Indonesia Jadi Negara Terbaik Perbaiki Regulasi Bisnis
Berita

Indonesia Jadi Negara Terbaik Perbaiki Regulasi Bisnis

Tertuang dalam laporan tahunan Doing Business 2018 yang dirilis oleh Bank Dunia, peringkat kemudahan berusaha Indonesia di 2018 secara keseluruhan naik 19 peringkat menjadi posisi 72 dari 190 negara yang disurvei. Laporan tersebut menginvestigasi regulasi-regulasi di suatu negara yang meningkatkan aktivitas bisnis maupun yang membatasi.

M. Agus Yozami/ANT
Bacaan 2 Menit
Ilustrasi iklim investasi. BAS
Ilustrasi iklim investasi. BAS

Laporan terbaru Kelompok Bank Dunia "Doing Business 2018: Reforming to Create Jobs" mencatat Indonesia menjadi negara yang telah membuat perbaikan terbesar dalam hal regulasi bisnis di antara negara-negara Asia Timur dan Pasifik. Indonesia yang menempati posisi pertama diikuti oleh Kamboja, Kepulauan Solomon, Brunei Darussalam dan Malaysia secara berturut-turut.
_ _ _ _
== Perintah Tugas ==
Kembalikan utuh berita di atas tentang perbaikan regulasi bisnis Indonesia, tanpa satu perubahan pun.

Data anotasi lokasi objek
_ _ _ _
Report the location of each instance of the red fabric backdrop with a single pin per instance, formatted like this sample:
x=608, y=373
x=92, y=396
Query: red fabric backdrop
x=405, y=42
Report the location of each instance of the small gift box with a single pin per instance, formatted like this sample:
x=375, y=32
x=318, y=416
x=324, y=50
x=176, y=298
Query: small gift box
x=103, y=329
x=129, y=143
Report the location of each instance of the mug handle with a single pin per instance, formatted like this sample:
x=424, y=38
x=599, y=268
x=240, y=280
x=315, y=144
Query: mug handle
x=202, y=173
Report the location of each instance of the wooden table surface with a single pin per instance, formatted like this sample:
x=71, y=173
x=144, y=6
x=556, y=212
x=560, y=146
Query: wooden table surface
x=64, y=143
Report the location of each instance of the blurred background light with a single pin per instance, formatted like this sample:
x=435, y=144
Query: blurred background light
_ _ _ _
== Hasil Akhir ==
Indonesia Jadi Negara Terbaik Perbaiki Regulasi Bisnis
Berita

Indonesia Jadi Negara Terbaik Perbaiki Regulasi Bisnis

Tertuang dalam laporan tahunan Doing Business 2018 yang dirilis oleh Bank Dunia, peringkat kemudahan berusaha Indonesia di 2018 secara keseluruhan naik 19 peringkat menjadi posisi 72 dari 190 negara yang disurvei. Laporan tersebut menginvestigasi regulasi-regulasi di suatu negara yang meningkatkan aktivitas bisnis maupun yang membatasi.

M. Agus Yozami/ANT
Bacaan 2 Menit
Ilustrasi iklim investasi. BAS
Ilustrasi iklim investasi. BAS

Laporan terbaru Kelompok Bank Dunia "Doing Business 2018: Reforming to Create Jobs" mencatat Indonesia menjadi negara yang telah membuat perbaikan terbesar dalam hal regulasi bisnis di antara negara-negara Asia Timur dan Pasifik. Indonesia yang menempati posisi pertama diikuti oleh Kamboja, Kepulauan Solomon, Brunei Darussalam dan Malaysia secara berturut-turut.